━━ Trecho de origem ━━
Ocorre que, tal noção absoluta acerca do princípio da legalidade (e de resto com relação aos demais princípios constitucionais) revela-se, no mínimo inadequada. Com efeito, sobre não haver princípios absolutos em nosso ordenamento jurídico, o princípio da legalidade, em específico, há de ser interpretado em consonância com todo o ordenamento jurídico, não representando tal princípio um fim em si mesmo, revelando-se insuficiente para a consecução da segurança jurídica uma legalidade meramente formal.
Dentro de tal contexto, impõe-se reconhecer que o puro e simples atendimento à legalidade em qualquer hipótese, de forma até mesmo "mecanizada", não garante, por si só, a não vulneração ao ordenamento jurídico. Dentro desta ordem de idéias, adverte Rafael Maffini:
[...] a legalidade não pode mais ser considerada como um fim em si mesmo, porquanto se apresenta dotada de uma índole eminentemente instrumental, justamente orientada à consecução da segurança jurídica e, em termos mediatos, do próprio Estado de Direito. [...] a legalidade não existe para a própria legalidade, mas para a obtenção de um estado de coisas que enseje segurança jurídica e, assim, conforme o Estado de Direito. (MAFFINI, 2006, p.132)
Estas advertências iniciais revelam-se necessárias para espancar qualquer dúvida acerca da legitimidade (ou mesmo constitucionalidade) do lapso máximo de tempo que passou a ser admitido para o exercício da autotutela administrativa. Longe de desprestigiar ou violar o princípio da legalidade administrativa, o dispositivo legal cuidou de concretizar, em nível infraconstitucional, o princípio da proteção à confiança, fornecendo balizas, objetiva e subjetiva, facilitadoras para sua aplicação.
━━━
━━ Trechos dos registros ━━
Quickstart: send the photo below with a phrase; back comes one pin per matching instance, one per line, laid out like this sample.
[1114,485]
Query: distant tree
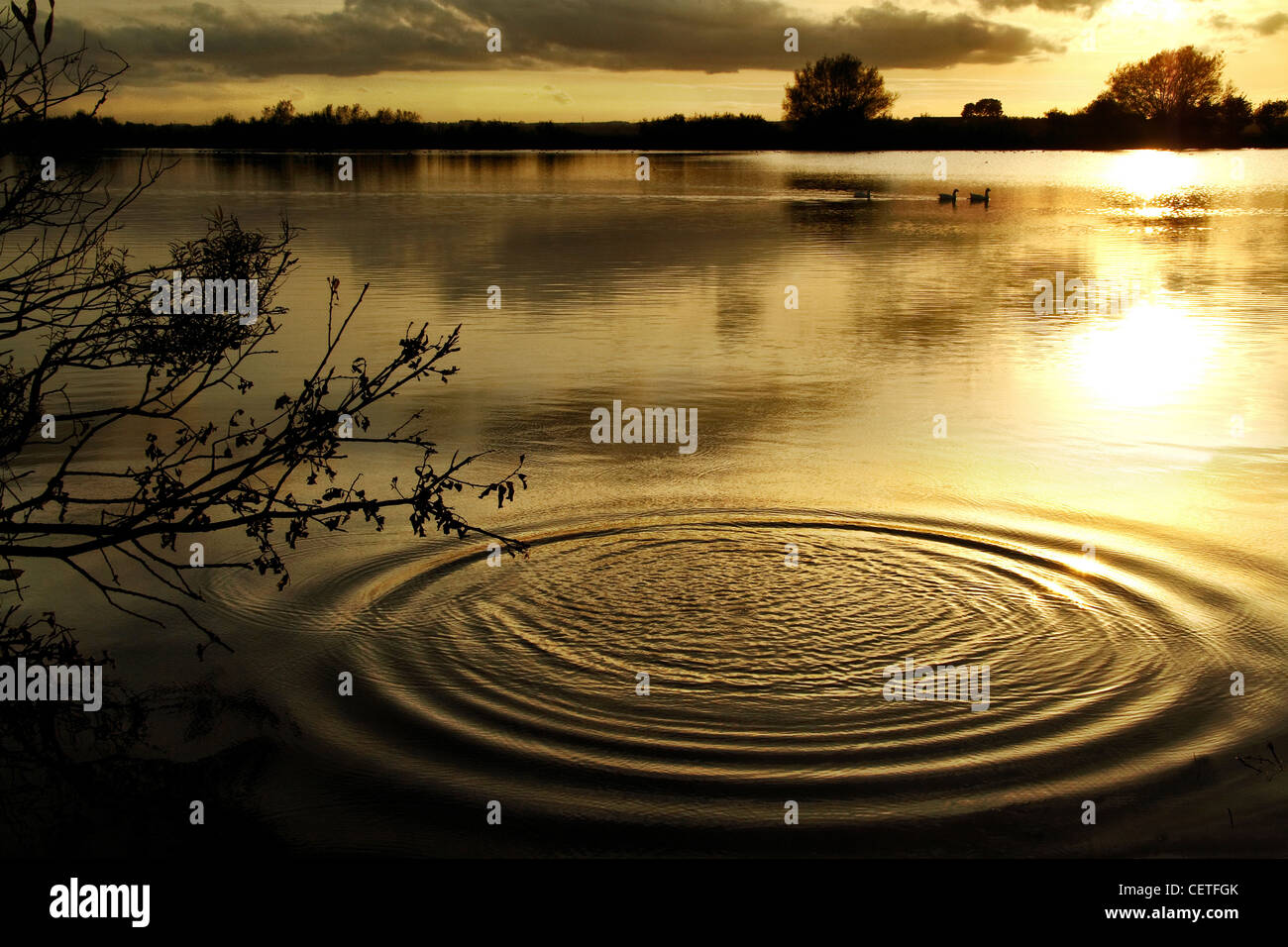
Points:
[1270,111]
[117,447]
[837,90]
[984,108]
[1168,85]
[281,114]
[1235,110]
━━━
Tarefas a cumprir
• A. As afirmações abaixo estão de acordo com o trecho sobre o princípio da legalidade? Responda sim ou não a cada uma e cite literalmente as palavras do trecho que decidem a questão. (i) O trecho afirma que existem princípios absolutos no ordenamento jurídico. (ii) Segundo a citação de Maffini, a legalidade tem índole eminentemente instrumental. (iii) O dispositivo legal mencionado viola o princípio da legalidade administrativa.
• B. Prossiga com o trecho sobre o princípio da legalidade a partir de sua última frase.

Respostas por tarefa
• A.
(i) Não: "sobre não haver princípios absolutos em nosso ordenamento jurídico".
(ii) Sim: "se apresenta dotada de uma índole eminentemente instrumental".
(iii) Não: "Longe de desprestigiar ou violar o princípio da legalidade administrativa".

• B.
É de se perceber que o legislador infraconstitucional efetivou uma ponderação em abstrato entre o princípio da proteção à confiança e o princípio da legalidade administrativa, elegendo três requisitos a partir dos quais, se cumulativamente considerados, restaria fulminada a prerrogativa da Administração Pública no que concerne ao seu direito potestativo à invalidação de seus próprios atos administrativos, quando eivados de ilegalidade. São eles: (i) o decurso do lapso temporal de cinco anos; (ii) a configuração da boa-fé do destinatário do ato administrativo reputado viciado; e (iii) o ato administrativo que se pretende invalidar tem que ter produzido efeitos benéficos aos seus destinatários.
Vale dizer que, uma vez ocorridas estas três situações, acima mencionadas, reputar-se-ão configurados os requisitos (de natureza objetiva e subjetiva) suficientes e necessários para que a Administração Pública não mais possa exercer sua prerrogativa anulatória; prevalecerá, por conseguinte, o princípio da proteção à confiança, restando efetivamente limitada a autotutela administrativa. Analisemos cada um destes requisitos.
5.1 REQUISITO LEGAL LIMITATIVO AO EXERCÍCIO DA AUTOTUTELA ADMINISTRATIVA: O DECURSO DO LAPSO TEMPORAL DE CINCO ANOS.
Já se afirmou que não é de qualquer expectativa que se está a tratar quando se pretende analisar a possibilidade de preservação de atos administrativos inválidos. Há de haver uma expectativa legítima que, por conseguinte, qualifique também de legítima a confiança do particular nos atos estatais, a fim de se alcançar uma estabilização das relações jurídicas criadas administrativamente.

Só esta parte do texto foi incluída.